/---

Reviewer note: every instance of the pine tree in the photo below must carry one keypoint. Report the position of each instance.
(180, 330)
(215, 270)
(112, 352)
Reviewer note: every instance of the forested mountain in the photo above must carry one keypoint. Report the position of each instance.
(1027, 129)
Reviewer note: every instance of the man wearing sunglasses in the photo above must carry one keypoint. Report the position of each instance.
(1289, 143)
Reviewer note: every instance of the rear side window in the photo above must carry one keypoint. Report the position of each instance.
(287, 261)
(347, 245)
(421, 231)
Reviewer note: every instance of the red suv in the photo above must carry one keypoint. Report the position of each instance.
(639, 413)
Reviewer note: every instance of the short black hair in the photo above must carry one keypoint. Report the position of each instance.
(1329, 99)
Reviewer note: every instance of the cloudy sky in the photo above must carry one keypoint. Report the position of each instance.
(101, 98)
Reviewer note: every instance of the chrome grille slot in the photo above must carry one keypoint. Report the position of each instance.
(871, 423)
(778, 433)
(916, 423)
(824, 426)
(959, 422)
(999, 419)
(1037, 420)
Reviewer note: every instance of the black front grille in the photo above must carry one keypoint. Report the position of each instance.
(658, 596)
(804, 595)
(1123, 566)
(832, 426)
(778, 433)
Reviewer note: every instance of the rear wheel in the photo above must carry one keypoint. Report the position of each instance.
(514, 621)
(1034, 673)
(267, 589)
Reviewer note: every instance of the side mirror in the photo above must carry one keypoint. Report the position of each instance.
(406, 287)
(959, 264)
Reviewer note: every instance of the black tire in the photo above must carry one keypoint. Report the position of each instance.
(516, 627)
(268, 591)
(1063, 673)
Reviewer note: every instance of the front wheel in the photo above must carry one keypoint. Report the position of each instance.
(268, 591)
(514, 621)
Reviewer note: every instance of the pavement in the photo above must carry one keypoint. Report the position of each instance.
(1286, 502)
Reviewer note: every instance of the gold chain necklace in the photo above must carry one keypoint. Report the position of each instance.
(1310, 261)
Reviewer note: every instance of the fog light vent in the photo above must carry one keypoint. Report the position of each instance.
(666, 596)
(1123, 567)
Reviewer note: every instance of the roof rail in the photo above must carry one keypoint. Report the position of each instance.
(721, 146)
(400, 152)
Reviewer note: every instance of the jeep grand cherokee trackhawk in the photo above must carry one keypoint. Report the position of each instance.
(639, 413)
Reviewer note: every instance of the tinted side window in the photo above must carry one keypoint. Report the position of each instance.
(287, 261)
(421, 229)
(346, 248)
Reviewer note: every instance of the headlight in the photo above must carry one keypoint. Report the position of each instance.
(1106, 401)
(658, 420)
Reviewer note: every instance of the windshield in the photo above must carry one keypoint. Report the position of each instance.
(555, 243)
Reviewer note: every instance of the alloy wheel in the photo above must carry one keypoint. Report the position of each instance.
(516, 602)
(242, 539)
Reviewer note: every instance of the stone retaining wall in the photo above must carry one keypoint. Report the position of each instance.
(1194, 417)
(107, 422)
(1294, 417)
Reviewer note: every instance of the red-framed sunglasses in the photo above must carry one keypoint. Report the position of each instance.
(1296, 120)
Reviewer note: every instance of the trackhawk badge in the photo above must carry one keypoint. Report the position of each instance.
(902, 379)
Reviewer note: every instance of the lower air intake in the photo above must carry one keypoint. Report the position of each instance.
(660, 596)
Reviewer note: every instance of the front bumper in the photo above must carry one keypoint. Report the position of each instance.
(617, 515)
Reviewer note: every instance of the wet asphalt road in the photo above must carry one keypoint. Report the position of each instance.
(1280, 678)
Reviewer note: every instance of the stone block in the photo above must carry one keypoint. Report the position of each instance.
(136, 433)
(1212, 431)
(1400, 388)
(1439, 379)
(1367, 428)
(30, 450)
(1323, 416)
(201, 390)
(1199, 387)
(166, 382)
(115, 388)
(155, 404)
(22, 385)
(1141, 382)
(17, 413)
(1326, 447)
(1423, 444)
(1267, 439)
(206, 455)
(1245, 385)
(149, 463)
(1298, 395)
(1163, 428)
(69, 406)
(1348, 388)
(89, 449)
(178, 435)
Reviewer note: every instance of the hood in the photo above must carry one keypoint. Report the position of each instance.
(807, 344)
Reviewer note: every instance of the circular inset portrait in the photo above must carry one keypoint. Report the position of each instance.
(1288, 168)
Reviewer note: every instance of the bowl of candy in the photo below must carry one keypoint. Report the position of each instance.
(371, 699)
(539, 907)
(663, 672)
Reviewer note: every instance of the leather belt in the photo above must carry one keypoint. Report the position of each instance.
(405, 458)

\---

*THE EXERCISE*
Convert every line of the entries above into a JSON list of strings, one string per line, leaving out any blank lines.

*ANSWER BELOW*
[
  "Reviewer note: every instance of the pine tree in the photo below must carry one keypoint. Report the position of each instance.",
  "(180, 330)",
  "(215, 270)",
  "(112, 352)",
  "Reviewer note: every instance of the forested mountain in the photo above must carry one keypoint. Report the position of each instance.",
  "(1027, 129)",
  "Reviewer note: every instance of the man wearing sunglasses in the photo above must carry one keypoint. Report the position of each instance.",
  "(1289, 143)",
  "Reviewer note: every instance of the rear side window in the photo above must carry one keypoint. Report the position of each instance.",
  "(287, 261)",
  "(347, 245)",
  "(421, 231)",
  "Reviewer note: every instance of the red suv in the photo above must carry one keypoint. Report the position of each instance.",
  "(639, 413)",
  "Reviewer note: every instance of the short black hair in the photo above must carry one keypoint. Report the position of each instance.",
  "(1329, 99)",
  "Reviewer note: every instance of the cloudy sky in the photo above must carry one keypoint. Report the position of each instance.",
  "(101, 98)",
  "Reviewer note: every instance of the chrome grille slot in the photo above must carry one keypoint. Report the position of each instance.",
  "(871, 423)",
  "(778, 433)",
  "(916, 423)",
  "(824, 426)",
  "(959, 422)",
  "(999, 419)",
  "(1037, 420)",
  "Reviewer note: every instance of the black front grille in the photo above must carry one keypoint. Report the position of each instance.",
  "(658, 596)",
  "(804, 595)",
  "(1123, 566)",
  "(832, 426)",
  "(778, 433)",
  "Reviewer note: every instance of the rear wheel in the photo above must carry one keypoint. Report the position of each instance.",
  "(514, 621)",
  "(1034, 673)",
  "(267, 589)",
  "Reviewer note: every instance of the side mirror in the photo above must carry one keypoint. Report the position of each instance.",
  "(406, 287)",
  "(959, 264)",
  "Reviewer note: every instance of the black tire in the photo above must carry one keypoint. Report the position of each instance.",
  "(516, 627)",
  "(268, 591)",
  "(1063, 673)",
  "Reviewer note: every instance of the front wheel in the photo above must carry one keypoint. Report the position of each instance.",
  "(268, 591)",
  "(514, 621)",
  "Reviewer note: every instance of the pavement in the photo above must carry one keypoint. Report the position of each instance.",
  "(1286, 502)",
  "Reviewer note: every instance of the gold chain necklace in the photo above must carry one keypoint. Report the position of each instance.",
  "(1310, 261)",
  "Reviewer note: every instance of the fog light vent in the photo above must carry one keypoint. Report the position of each instance.",
  "(666, 596)",
  "(1123, 567)",
  "Reviewer note: every instance of the roof rail in the photo above must carry one keypoint. Report the position of each instance.",
  "(721, 146)",
  "(400, 152)",
  "Reviewer note: every instance of the jeep grand cherokee trackhawk in the photo above must carry one keypoint. Report the position of each instance.",
  "(639, 413)",
  "Reviewer note: every instance of the tinted side window in the photo above must carry one keypoint. Report the position of each instance.",
  "(287, 261)",
  "(421, 229)",
  "(346, 248)",
  "Reviewer note: every instance of the headlight in the photo above must carry one keypoint. Report the position of each instance.",
  "(1106, 401)",
  "(658, 420)",
  "Reviewer note: every instance of the windshield in the photo above must carry one keypoint. Report the position of each instance.",
  "(555, 243)",
  "Reviewer note: every instance of the alloy wheel in the photo above must carry one keypoint. Report the position of each instance.",
  "(516, 602)",
  "(242, 539)",
  "Reviewer note: every instance of the stone retaining wall in the photo above must carry one keypoint. Report the position of each instance.",
  "(1194, 417)",
  "(107, 422)",
  "(1294, 417)",
  "Reviewer note: every instance of the red-framed sunglasses in the photo above must carry one keypoint. Report the position of each instance.",
  "(1296, 120)",
  "Reviewer note: every instance of the trackhawk badge in the photo above must carry one keypoint. Report the position of each instance.",
  "(902, 379)",
  "Reviewer note: every instance of the lower air intake in the photo above must carry one keypoint. Report the position of each instance.",
  "(660, 596)",
  "Reviewer note: every instance of the front bumper in the photo above must carry one keypoint. Report the position of each instance.",
  "(617, 515)",
  "Reviewer note: every instance of the wet asphalt road in the photo above must carry one keypoint. Report the position of each instance.",
  "(1280, 678)",
  "Reviewer note: every instance of the stone block in the photo above must carry one keypoint. Report the position of each instance.",
  "(136, 433)",
  "(1212, 431)",
  "(1400, 388)",
  "(1439, 379)",
  "(1367, 428)",
  "(30, 450)",
  "(1323, 416)",
  "(201, 390)",
  "(1199, 387)",
  "(166, 382)",
  "(115, 388)",
  "(155, 404)",
  "(22, 385)",
  "(1141, 382)",
  "(17, 413)",
  "(1326, 447)",
  "(1423, 444)",
  "(1267, 439)",
  "(206, 455)",
  "(1245, 385)",
  "(149, 463)",
  "(1298, 395)",
  "(1163, 428)",
  "(69, 406)",
  "(1348, 388)",
  "(89, 449)",
  "(178, 435)",
  "Reviewer note: every instance of the hood in the photo above must carry one keypoint. Report the position of each instance.",
  "(807, 344)",
  "Reviewer note: every instance of the circular inset portrait in the photo above must carry one keypoint. Report the position of each instance.",
  "(1288, 168)",
  "Reviewer note: every instance of the bowl of candy in the photo below must carry one keypoint. Report the position of each instance.",
  "(371, 699)",
  "(539, 907)",
  "(663, 672)",
  "Reviewer note: every instance of the leather belt in the photo above must carry one keypoint. Report the position of each instance.",
  "(405, 458)"
]